TAREA PROPUESTA ▸ Enumera cada línea de los ítems en la que aparezca la palabra "outline", copiándola completa.

****

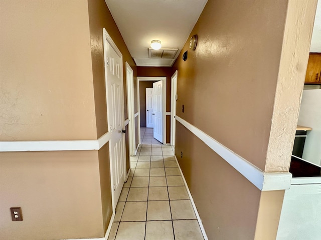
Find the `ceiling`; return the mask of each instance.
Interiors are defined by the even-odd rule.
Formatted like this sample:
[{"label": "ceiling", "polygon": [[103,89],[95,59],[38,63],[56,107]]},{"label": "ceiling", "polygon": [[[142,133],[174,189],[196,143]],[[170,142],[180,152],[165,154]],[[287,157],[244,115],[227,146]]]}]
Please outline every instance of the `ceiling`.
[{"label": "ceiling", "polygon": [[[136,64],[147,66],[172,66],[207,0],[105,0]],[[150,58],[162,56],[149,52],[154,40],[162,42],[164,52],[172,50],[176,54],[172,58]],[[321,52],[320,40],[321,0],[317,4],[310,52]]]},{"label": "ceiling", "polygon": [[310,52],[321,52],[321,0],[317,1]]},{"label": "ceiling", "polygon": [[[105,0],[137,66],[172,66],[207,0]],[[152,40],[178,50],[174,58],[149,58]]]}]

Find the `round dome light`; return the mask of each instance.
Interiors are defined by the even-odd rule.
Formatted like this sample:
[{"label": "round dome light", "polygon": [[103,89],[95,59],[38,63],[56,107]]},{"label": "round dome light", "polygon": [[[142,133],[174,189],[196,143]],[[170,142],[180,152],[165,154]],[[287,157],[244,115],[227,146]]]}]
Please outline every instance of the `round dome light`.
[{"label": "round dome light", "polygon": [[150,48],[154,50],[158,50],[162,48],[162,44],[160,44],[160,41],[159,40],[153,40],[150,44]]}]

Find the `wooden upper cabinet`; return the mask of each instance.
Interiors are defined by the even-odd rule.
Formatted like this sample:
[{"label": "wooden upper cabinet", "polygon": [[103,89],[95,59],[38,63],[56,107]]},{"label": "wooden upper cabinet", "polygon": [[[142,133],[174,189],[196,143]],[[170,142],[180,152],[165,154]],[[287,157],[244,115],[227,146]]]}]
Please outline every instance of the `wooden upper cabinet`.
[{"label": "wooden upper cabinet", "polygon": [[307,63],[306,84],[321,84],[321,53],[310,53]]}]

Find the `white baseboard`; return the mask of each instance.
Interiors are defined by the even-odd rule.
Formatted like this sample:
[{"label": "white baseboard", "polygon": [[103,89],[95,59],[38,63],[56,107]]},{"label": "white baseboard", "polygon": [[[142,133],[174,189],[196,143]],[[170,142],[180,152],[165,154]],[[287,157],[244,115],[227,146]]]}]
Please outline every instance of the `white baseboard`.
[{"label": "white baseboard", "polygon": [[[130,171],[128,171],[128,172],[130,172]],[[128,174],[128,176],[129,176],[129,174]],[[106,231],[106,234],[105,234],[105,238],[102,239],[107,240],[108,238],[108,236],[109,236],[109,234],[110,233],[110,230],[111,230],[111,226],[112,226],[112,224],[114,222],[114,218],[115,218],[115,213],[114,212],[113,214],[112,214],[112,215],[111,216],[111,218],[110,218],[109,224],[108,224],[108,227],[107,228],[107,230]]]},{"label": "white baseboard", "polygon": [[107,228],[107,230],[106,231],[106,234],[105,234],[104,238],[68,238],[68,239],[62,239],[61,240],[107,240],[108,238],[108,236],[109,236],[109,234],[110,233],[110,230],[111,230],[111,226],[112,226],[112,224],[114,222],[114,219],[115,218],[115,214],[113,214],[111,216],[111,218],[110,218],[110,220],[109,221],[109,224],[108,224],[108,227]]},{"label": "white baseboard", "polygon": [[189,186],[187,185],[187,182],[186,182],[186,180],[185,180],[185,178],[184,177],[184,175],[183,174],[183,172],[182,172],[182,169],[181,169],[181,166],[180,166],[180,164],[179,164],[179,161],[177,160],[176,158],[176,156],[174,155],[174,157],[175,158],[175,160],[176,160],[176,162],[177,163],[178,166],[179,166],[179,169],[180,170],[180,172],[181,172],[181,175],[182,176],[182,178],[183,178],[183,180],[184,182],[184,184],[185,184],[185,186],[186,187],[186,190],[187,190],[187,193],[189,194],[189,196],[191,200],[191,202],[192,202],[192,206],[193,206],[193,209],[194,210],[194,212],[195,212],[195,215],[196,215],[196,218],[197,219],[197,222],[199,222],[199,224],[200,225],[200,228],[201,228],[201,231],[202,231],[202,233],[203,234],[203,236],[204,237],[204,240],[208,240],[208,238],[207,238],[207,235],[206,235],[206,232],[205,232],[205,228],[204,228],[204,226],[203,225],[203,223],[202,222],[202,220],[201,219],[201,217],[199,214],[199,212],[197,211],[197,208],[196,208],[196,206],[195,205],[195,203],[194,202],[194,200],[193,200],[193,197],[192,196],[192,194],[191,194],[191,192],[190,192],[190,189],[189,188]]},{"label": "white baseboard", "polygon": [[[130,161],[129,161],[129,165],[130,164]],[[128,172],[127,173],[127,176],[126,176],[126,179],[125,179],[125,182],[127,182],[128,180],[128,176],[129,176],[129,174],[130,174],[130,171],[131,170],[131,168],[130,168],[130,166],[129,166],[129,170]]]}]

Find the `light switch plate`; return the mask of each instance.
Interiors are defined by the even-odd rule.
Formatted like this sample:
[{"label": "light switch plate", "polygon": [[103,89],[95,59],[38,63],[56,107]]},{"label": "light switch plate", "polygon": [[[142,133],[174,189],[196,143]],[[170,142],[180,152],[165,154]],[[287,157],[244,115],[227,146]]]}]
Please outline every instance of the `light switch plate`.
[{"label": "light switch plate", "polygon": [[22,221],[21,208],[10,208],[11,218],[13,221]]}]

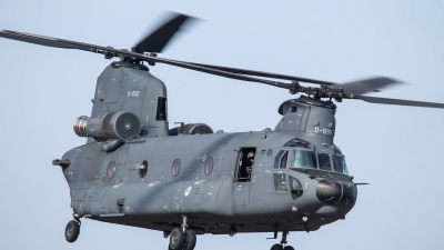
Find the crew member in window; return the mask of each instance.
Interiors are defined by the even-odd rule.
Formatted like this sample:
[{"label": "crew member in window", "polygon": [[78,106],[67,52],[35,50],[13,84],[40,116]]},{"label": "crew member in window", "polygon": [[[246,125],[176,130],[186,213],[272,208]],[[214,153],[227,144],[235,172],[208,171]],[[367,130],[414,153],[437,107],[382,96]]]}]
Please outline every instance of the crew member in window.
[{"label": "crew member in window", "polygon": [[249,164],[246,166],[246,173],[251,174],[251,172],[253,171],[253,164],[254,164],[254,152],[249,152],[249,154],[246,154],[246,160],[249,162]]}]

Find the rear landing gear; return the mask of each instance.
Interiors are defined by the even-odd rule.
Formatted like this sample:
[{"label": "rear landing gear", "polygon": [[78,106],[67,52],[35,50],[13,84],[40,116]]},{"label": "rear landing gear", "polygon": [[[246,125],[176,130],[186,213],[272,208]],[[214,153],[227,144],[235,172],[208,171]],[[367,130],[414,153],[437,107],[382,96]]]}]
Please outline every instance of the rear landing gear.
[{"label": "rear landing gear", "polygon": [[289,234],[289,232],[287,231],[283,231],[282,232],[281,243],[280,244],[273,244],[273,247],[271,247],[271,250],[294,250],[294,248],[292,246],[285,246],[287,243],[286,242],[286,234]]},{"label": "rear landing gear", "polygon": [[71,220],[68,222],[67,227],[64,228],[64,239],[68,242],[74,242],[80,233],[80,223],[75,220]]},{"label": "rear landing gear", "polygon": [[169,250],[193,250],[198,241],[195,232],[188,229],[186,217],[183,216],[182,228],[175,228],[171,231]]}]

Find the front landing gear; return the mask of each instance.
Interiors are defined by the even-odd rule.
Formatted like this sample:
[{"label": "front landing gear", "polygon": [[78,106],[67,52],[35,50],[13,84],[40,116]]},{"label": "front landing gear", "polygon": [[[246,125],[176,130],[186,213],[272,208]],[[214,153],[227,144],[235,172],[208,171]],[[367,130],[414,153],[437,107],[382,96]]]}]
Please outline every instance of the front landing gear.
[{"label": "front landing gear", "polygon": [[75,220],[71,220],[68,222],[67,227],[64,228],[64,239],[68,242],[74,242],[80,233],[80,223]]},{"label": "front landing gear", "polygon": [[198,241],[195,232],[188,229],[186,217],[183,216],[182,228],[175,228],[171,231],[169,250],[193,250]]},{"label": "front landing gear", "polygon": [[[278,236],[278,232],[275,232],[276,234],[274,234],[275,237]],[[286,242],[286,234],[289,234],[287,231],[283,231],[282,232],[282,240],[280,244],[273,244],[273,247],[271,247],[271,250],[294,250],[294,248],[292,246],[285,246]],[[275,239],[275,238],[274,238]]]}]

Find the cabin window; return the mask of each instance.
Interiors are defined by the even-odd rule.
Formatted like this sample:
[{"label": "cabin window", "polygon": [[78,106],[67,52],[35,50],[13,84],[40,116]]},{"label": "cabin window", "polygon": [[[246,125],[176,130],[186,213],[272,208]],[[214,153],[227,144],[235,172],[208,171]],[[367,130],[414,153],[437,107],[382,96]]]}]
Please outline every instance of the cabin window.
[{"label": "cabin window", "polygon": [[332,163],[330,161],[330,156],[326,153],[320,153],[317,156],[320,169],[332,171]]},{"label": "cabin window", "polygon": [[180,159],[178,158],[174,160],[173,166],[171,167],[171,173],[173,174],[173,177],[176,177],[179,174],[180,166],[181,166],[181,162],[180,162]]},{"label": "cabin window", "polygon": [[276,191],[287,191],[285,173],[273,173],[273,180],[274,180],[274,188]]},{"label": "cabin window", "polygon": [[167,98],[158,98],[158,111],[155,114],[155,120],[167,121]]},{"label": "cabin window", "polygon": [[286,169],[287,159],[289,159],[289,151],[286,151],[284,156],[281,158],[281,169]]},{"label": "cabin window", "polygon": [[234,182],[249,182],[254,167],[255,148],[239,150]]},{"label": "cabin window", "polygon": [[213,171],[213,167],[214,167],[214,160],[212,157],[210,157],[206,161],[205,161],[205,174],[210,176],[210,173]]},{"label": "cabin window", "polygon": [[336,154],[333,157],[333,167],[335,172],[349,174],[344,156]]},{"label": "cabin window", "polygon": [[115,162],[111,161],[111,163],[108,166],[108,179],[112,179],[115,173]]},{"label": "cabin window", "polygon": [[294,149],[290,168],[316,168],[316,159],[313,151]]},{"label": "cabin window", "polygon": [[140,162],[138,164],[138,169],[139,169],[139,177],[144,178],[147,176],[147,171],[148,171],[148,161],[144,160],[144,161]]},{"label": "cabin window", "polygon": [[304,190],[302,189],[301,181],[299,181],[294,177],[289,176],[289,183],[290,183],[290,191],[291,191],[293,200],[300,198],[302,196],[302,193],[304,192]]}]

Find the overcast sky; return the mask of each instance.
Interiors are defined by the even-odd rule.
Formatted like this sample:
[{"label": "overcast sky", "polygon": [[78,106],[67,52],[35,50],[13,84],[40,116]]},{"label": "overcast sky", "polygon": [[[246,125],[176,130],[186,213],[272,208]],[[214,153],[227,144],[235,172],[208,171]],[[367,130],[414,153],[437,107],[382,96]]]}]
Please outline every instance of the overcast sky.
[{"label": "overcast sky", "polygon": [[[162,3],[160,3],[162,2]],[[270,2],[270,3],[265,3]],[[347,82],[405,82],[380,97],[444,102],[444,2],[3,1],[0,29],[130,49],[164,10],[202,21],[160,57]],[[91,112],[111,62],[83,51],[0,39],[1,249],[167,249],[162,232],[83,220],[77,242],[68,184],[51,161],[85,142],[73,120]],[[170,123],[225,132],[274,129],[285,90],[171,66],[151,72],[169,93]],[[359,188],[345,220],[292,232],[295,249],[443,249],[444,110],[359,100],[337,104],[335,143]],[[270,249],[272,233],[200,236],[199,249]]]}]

****

RESPUESTA COMPLETA ▸
Please outline every instance of the `ceiling`.
Please outline every instance of the `round dome light`.
Please outline every instance of the `wooden upper cabinet`.
Please outline every instance of the `white baseboard`.
Please outline every instance of the `light switch plate`.
Please outline every instance of the crew member in window.
Please outline every instance of the rear landing gear.
Please outline every instance of the front landing gear.
Please outline every instance of the cabin window.
Please outline every instance of the overcast sky.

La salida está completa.